**WHAT TO PRODUCE**
Return every line of the listing below that contains the word "door". Give each line in full.

**RECORDS SHOWN**
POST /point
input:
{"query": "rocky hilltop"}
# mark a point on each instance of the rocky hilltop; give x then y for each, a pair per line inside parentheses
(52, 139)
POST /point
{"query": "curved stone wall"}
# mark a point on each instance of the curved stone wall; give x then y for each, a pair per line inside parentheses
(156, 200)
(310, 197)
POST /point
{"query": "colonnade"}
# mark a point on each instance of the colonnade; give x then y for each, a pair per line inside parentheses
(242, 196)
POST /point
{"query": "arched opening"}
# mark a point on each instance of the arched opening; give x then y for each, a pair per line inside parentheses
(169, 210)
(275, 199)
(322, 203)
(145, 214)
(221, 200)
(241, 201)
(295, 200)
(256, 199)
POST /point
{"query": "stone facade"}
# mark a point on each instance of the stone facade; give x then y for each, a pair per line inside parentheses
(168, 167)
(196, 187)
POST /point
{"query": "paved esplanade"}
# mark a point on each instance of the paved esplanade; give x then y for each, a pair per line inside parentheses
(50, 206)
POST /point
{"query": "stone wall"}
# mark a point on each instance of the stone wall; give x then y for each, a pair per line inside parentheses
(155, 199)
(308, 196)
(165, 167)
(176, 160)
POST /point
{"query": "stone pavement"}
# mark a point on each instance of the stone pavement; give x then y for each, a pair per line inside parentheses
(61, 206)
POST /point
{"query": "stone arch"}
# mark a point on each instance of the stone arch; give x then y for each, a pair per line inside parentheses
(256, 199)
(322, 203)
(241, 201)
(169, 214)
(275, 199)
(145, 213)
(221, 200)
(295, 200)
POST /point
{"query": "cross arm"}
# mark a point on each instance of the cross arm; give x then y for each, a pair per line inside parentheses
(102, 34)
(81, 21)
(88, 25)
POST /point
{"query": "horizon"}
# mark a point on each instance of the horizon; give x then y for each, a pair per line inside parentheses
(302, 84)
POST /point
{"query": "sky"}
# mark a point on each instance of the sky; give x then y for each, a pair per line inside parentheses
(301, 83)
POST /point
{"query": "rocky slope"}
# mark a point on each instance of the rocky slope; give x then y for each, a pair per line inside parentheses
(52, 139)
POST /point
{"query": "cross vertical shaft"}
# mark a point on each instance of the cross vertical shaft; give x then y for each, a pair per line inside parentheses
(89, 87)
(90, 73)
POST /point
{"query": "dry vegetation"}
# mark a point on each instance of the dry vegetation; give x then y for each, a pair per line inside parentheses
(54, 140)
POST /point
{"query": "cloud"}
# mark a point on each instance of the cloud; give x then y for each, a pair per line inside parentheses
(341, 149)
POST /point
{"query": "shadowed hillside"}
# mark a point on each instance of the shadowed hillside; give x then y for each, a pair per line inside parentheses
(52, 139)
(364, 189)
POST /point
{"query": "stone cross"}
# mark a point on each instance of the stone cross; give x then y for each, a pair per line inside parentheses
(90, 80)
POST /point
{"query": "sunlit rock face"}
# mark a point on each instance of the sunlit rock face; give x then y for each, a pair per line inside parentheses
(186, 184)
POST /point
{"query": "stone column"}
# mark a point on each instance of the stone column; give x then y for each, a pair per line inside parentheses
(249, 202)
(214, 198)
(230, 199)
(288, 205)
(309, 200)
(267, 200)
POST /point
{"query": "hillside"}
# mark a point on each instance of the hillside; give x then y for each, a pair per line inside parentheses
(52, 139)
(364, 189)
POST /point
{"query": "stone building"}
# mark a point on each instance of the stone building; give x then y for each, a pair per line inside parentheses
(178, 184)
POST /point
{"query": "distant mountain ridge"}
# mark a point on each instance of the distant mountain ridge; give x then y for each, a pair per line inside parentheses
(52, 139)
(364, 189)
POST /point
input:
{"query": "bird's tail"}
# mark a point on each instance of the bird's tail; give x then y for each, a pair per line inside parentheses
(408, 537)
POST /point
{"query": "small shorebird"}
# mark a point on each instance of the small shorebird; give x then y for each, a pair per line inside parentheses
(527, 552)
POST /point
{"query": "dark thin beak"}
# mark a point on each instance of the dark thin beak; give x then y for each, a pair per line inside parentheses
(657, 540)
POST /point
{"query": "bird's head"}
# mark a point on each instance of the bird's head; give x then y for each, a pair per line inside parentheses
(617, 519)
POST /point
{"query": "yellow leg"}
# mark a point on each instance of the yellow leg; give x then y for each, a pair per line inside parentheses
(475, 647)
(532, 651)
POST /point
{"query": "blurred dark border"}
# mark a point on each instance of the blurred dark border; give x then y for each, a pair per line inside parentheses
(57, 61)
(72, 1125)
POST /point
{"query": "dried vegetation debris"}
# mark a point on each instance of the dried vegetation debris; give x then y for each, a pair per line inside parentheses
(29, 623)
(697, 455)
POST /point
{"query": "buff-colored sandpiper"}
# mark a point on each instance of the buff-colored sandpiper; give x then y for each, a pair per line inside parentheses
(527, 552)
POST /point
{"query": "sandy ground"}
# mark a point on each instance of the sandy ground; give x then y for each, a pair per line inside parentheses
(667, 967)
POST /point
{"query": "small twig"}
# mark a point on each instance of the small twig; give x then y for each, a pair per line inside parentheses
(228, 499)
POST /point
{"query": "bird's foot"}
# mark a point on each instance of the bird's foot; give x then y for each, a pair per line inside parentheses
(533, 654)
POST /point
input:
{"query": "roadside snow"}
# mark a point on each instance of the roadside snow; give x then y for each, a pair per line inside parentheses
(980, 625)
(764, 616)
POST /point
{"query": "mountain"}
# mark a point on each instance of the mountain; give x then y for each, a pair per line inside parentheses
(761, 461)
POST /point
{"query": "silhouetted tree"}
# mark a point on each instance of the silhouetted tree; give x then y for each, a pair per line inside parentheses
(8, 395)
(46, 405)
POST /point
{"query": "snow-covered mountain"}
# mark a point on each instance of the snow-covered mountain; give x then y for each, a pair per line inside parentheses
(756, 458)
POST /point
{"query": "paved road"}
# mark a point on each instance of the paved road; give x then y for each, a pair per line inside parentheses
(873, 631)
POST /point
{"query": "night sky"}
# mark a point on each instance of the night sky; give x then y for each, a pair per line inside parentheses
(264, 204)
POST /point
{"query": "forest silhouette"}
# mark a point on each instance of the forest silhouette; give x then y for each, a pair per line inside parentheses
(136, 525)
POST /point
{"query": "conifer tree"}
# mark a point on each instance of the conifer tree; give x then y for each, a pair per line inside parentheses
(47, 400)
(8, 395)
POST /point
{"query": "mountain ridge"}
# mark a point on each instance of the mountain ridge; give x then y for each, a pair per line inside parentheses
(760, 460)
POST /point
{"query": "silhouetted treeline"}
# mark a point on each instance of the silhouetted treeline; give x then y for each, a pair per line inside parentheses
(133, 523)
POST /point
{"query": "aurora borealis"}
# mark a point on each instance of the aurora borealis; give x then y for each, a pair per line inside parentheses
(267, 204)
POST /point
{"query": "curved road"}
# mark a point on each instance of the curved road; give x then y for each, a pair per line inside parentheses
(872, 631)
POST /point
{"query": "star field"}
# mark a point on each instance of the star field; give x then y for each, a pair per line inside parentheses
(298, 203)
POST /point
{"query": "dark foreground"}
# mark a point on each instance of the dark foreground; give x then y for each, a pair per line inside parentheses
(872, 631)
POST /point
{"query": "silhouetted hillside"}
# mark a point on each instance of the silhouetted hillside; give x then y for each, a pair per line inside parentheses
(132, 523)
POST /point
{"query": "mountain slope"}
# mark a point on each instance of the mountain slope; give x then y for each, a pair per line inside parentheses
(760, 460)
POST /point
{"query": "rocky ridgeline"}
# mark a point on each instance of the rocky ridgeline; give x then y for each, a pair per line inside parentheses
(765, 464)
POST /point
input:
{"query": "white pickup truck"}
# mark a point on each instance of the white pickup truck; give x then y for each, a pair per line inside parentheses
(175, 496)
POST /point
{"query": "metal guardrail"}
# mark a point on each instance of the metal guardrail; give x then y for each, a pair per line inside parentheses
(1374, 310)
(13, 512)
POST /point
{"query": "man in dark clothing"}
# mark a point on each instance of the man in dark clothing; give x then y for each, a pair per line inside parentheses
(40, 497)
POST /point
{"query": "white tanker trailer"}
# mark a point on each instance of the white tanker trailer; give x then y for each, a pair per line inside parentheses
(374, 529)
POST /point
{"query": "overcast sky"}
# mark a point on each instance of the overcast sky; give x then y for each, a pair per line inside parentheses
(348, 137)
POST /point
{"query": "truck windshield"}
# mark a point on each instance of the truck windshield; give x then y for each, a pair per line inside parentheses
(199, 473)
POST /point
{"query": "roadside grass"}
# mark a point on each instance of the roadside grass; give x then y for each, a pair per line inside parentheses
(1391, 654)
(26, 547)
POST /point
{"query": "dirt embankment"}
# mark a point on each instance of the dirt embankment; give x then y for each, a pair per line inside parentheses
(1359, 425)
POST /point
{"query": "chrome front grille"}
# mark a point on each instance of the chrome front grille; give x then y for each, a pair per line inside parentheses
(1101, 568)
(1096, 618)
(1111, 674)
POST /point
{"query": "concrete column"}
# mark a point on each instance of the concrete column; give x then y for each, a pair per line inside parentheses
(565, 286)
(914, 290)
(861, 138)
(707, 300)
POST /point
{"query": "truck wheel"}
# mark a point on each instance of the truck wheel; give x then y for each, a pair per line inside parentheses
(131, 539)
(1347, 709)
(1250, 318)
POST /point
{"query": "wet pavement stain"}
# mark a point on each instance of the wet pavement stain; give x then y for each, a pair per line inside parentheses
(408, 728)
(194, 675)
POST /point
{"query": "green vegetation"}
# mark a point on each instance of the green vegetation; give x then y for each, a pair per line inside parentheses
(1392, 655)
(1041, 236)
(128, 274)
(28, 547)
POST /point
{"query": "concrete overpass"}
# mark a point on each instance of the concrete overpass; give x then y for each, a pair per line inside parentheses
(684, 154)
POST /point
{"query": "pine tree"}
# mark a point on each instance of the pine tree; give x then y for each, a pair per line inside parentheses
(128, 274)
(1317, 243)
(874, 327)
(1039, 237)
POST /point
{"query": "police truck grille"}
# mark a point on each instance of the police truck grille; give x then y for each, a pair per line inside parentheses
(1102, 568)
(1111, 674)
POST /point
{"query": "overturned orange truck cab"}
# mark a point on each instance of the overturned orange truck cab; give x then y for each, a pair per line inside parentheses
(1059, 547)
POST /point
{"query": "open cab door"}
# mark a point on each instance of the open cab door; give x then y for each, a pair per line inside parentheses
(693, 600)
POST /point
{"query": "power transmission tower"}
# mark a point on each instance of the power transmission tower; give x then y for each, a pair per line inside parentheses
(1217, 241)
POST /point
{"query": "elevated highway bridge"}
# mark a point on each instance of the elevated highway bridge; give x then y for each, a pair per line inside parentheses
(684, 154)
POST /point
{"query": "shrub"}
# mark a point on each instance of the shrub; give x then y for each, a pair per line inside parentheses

**THE OUTPUT**
{"query": "open cab door"}
# mark a point on each instance of the open cab door; give x then y for each, a pair per line inside parentheses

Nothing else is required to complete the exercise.